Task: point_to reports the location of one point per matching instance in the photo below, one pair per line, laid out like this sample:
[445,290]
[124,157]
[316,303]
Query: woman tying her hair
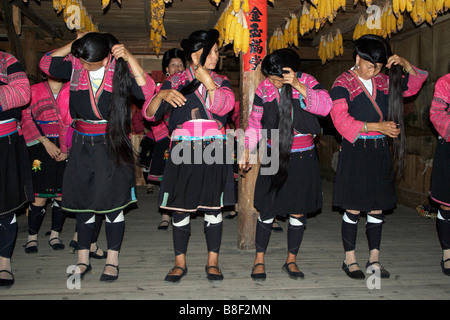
[153,157]
[99,176]
[288,102]
[367,110]
[40,124]
[199,101]
[16,186]
[440,178]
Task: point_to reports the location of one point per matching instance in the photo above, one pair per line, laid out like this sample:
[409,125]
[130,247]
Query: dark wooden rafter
[148,15]
[14,41]
[51,29]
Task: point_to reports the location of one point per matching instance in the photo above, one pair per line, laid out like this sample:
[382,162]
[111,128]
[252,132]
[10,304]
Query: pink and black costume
[364,177]
[16,188]
[191,183]
[302,191]
[155,148]
[115,187]
[42,118]
[440,178]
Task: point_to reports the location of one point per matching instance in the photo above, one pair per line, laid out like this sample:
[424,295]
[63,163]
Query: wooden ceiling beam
[52,30]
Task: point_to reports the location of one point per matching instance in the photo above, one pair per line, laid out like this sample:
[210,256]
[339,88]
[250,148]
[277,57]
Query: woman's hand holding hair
[388,128]
[397,60]
[173,97]
[120,51]
[290,77]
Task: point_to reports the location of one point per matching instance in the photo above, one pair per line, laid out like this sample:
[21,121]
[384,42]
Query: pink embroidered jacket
[84,103]
[15,89]
[217,109]
[42,108]
[440,107]
[353,104]
[158,130]
[317,102]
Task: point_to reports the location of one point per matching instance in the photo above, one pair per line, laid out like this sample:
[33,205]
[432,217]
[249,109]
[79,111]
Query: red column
[251,76]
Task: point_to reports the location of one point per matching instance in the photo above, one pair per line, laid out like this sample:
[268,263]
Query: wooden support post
[31,62]
[251,76]
[14,42]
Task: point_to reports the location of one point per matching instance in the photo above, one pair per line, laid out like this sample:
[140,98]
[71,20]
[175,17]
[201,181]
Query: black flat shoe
[176,277]
[163,225]
[57,245]
[213,276]
[6,283]
[357,274]
[107,277]
[31,249]
[276,227]
[82,274]
[95,255]
[384,274]
[231,215]
[445,270]
[258,276]
[293,274]
[73,246]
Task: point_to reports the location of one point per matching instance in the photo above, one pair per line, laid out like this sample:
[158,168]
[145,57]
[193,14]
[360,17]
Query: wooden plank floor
[410,251]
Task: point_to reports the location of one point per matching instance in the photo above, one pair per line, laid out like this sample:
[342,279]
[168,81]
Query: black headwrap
[196,41]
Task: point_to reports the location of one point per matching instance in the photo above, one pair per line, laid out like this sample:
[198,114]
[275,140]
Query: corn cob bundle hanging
[330,46]
[105,3]
[338,43]
[233,28]
[361,28]
[75,15]
[321,11]
[157,31]
[277,40]
[384,24]
[238,4]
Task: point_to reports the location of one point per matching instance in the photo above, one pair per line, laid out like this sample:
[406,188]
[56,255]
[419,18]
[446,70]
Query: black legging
[8,233]
[86,228]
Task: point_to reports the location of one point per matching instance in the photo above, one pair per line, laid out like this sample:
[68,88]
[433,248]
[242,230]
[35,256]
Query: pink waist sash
[205,128]
[8,128]
[90,128]
[49,129]
[300,142]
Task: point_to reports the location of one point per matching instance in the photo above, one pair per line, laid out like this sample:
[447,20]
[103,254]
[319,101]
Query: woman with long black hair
[199,101]
[16,186]
[440,178]
[287,102]
[40,125]
[368,113]
[153,155]
[99,176]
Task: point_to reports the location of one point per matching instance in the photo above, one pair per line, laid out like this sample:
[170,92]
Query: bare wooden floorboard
[410,251]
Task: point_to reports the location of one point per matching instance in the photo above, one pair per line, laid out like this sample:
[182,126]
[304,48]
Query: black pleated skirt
[146,151]
[92,181]
[16,187]
[159,159]
[440,177]
[365,176]
[300,194]
[197,177]
[46,172]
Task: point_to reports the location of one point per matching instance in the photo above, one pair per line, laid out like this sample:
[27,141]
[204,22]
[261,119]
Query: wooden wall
[429,49]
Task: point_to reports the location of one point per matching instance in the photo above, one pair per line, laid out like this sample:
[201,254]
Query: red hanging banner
[257,25]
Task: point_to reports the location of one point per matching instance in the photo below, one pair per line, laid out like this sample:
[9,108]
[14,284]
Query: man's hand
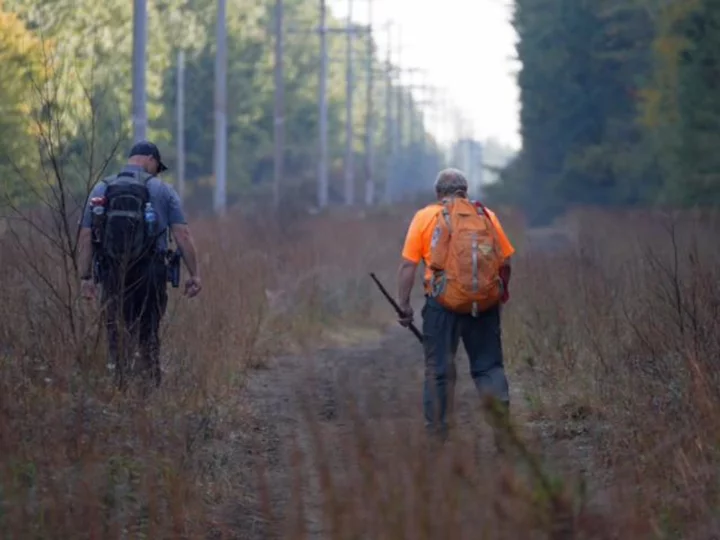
[88,289]
[407,317]
[193,286]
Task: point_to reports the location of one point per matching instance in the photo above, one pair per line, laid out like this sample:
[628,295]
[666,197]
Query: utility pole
[221,110]
[369,150]
[322,105]
[139,96]
[279,124]
[349,171]
[180,125]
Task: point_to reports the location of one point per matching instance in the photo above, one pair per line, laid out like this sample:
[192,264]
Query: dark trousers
[481,336]
[134,306]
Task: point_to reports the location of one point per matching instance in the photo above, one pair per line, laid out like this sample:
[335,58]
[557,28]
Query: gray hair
[450,182]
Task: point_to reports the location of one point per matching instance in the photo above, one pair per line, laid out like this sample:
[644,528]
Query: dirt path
[329,395]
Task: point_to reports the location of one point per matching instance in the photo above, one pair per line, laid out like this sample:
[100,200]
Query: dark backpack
[125,238]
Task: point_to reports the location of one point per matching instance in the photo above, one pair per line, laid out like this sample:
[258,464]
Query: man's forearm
[506,272]
[406,279]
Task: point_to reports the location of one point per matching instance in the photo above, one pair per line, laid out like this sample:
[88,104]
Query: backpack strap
[130,174]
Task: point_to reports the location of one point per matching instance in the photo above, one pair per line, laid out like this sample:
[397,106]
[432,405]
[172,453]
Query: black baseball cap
[146,148]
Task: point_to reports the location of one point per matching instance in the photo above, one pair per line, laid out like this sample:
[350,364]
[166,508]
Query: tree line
[67,80]
[619,105]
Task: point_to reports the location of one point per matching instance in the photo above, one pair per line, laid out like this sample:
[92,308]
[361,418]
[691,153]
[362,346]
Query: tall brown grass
[611,339]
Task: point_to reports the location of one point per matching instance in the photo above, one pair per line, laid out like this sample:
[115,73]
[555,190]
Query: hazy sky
[466,48]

■ **Exercise**: With the pictures left out, return each entry exactly as written.

■ **Response below**:
Task: point_to reports the location of one point per matching instance in the photo below, one pair per line, laid out like this sample:
[445,290]
[124,157]
[316,303]
Query: woman tying her hair
[153,157]
[99,176]
[288,102]
[367,110]
[40,124]
[199,101]
[16,186]
[440,178]
Task: point_to reports the location of one point per matching instance in the photo above, one pair per line, laid out like this sample:
[409,125]
[130,247]
Query: dark wooden rafter
[148,15]
[14,41]
[51,29]
Task: point_to reports the location of one point per matching instance in the photo above, one pair per line, laid out like this sample:
[382,162]
[111,128]
[252,132]
[10,304]
Query: pink and black costume
[364,177]
[16,188]
[191,183]
[302,191]
[155,148]
[115,187]
[42,118]
[440,178]
Task: point_to reports the location of one point per matching instance in the photo above, one pair per line, laid out like this sample:
[424,295]
[63,163]
Query: wooden ceiling beam
[52,30]
Task: point_to reports the location of one point per matching instance in the photo above, one pair per line, laid out like this sample:
[210,256]
[339,88]
[250,148]
[277,57]
Query: woman's hand holding hair
[388,128]
[397,60]
[173,97]
[120,51]
[290,77]
Task: point_to reports the location of one point per matching instance in the photo above, one pair per line, laid out like this sample:
[21,121]
[384,42]
Query: pink embroidered jacket
[84,103]
[15,89]
[217,109]
[42,108]
[440,107]
[353,104]
[158,130]
[317,102]
Task: point_to reports the location of one point per matching instance in the photo above, one pair per line, laid out like this sample:
[33,205]
[432,217]
[249,109]
[79,111]
Query: red column
[251,76]
Task: point_to reports the location of one point per matching instance in the photo above, one pair per line, laid out like this sample:
[268,263]
Query: wooden support post
[31,62]
[251,76]
[14,42]
Task: point_to reports the location of one point per matching instance in the photo above, one pair per line, laid out like this sample:
[140,98]
[71,20]
[175,17]
[201,181]
Query: black flat shoe
[176,277]
[163,225]
[57,245]
[213,276]
[6,283]
[357,274]
[107,277]
[31,249]
[276,227]
[82,274]
[95,255]
[384,274]
[231,215]
[445,270]
[258,276]
[293,274]
[73,246]
Task: point_to reports the location of one point per matching instance in the photo above, one pair per line, laid out like this sample:
[158,168]
[145,57]
[193,14]
[360,17]
Query: wooden plank floor
[410,251]
Task: point_to reports the location of one point per matching instance in the photo above, one pair per line, laid out like this sample:
[342,279]
[168,81]
Query: black headwrap
[196,41]
Task: point_to reports the location of one point per matching instance in the photo above, one pair per line, laid out like this sample:
[198,114]
[275,140]
Query: corn cob bundle hanging
[330,46]
[105,3]
[338,43]
[233,28]
[361,28]
[75,15]
[321,11]
[157,31]
[277,40]
[384,24]
[238,4]
Task: point_to reports the location of one point per matching instance in the photo above, one pair per line, laid out like this sample:
[406,188]
[56,255]
[419,18]
[446,70]
Query: black legging
[8,233]
[86,228]
Task: point_to reports the location of one point per matching instance in the photo above, one pair per line, laid out like this sample:
[68,88]
[433,248]
[242,230]
[35,256]
Query: pink waist sash
[205,128]
[8,128]
[90,128]
[49,129]
[300,142]
Task: point_to reports the location of one point per matching instance in the photo above, one pair per line, laid out like this sample:
[447,20]
[103,254]
[319,101]
Query: woman with long black hair
[199,101]
[16,186]
[440,178]
[287,102]
[40,125]
[368,113]
[153,155]
[99,176]
Task: point_to reports the location of one point per matching instance in the photo above, one pair per line, laid out like this sample:
[170,92]
Query: bare wooden floorboard
[410,251]
Task: point_to reports the location of one point per matching instance in the photo above, one pair per line, laid out like this sample:
[182,126]
[304,48]
Query: black pleated skirt
[146,151]
[92,181]
[16,187]
[159,159]
[440,177]
[365,176]
[300,194]
[197,177]
[46,172]
Task: point_to reports the location of one point per matching instance in the photo above, one pair per line, laid out like this sample:
[27,141]
[204,22]
[261,119]
Query: wooden wall
[429,49]
Task: point_to reports the location of one point per matching instance in the photo above, one pair per line, laid out like this sample:
[201,254]
Query: red hanging banner
[257,25]
Task: point_to reports the location of one point per matching instance in the photo below, one pair per line, laid out like this sample:
[9,108]
[14,284]
Query: man's hand
[88,289]
[407,317]
[193,286]
Task: point_to reports the location of one point per matching instance in the photo above, one pair per line, laid out like this sample:
[628,295]
[666,197]
Query: utility pole
[221,110]
[369,150]
[322,105]
[139,96]
[279,124]
[349,171]
[180,125]
Task: point_to reports the location of one point per matching instance in the photo above, one pair per line, laid out like this sample:
[192,264]
Query: dark trousers
[481,336]
[134,306]
Task: point_to reports the location of one point per matching instance in the photo above, one pair per line, laid out like this sample:
[335,58]
[557,28]
Query: gray hair
[450,182]
Task: point_to reports the location of one point per matching instance in the photo above, one pair per line, laid out like this sample:
[644,528]
Query: dirt path
[329,395]
Task: point_to reports the location of one point per matching instance in the photo above, one pair per line, laid out like this sample:
[100,200]
Query: dark backpack
[125,238]
Task: point_to reports the location of one point per matching instance in the photo above, one pair per line, laid out like this sample:
[258,464]
Query: man's forearm
[506,272]
[406,279]
Task: point_to reports the location of one point per matching instance in the photo above, one pair per line, laid out like this sample:
[88,104]
Query: backpack strap
[130,174]
Task: point_to reports the location of one point per matching instance in the photo above, one pair per line, laid out like this sample:
[397,106]
[432,405]
[172,453]
Query: black baseball cap
[146,148]
Task: point_to reports the location of one point per matching instance in the photo above, one pair per line, laid out like this sample:
[350,364]
[166,508]
Query: tree line
[67,80]
[619,105]
Task: point_to reports the location of one point per matching instance in the photo above, one pair per line, laid out like this sample:
[92,308]
[361,418]
[691,153]
[362,346]
Query: tall brown grass
[611,339]
Task: point_to reports the location of one point per matching instance in the photo above, one pair per line, laid out like this sample:
[115,73]
[555,190]
Query: hazy sky
[466,48]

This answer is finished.